» **AIM**
Pull out every line of the entries below that contains the string "viewBox", and copy each one in full.

————————

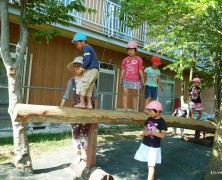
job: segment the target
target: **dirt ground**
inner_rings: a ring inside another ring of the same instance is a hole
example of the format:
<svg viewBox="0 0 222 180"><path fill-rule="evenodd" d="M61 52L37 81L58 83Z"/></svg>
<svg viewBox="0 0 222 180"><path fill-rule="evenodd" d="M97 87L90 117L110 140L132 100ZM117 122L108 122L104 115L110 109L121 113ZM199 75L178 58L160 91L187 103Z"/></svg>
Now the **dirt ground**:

————————

» **FINISHED EXERCISE**
<svg viewBox="0 0 222 180"><path fill-rule="evenodd" d="M61 52L37 81L58 83Z"/></svg>
<svg viewBox="0 0 222 180"><path fill-rule="evenodd" d="M97 87L90 117L110 140L132 100ZM117 122L108 122L104 115L110 109L121 113ZM199 75L178 58L160 91L187 103Z"/></svg>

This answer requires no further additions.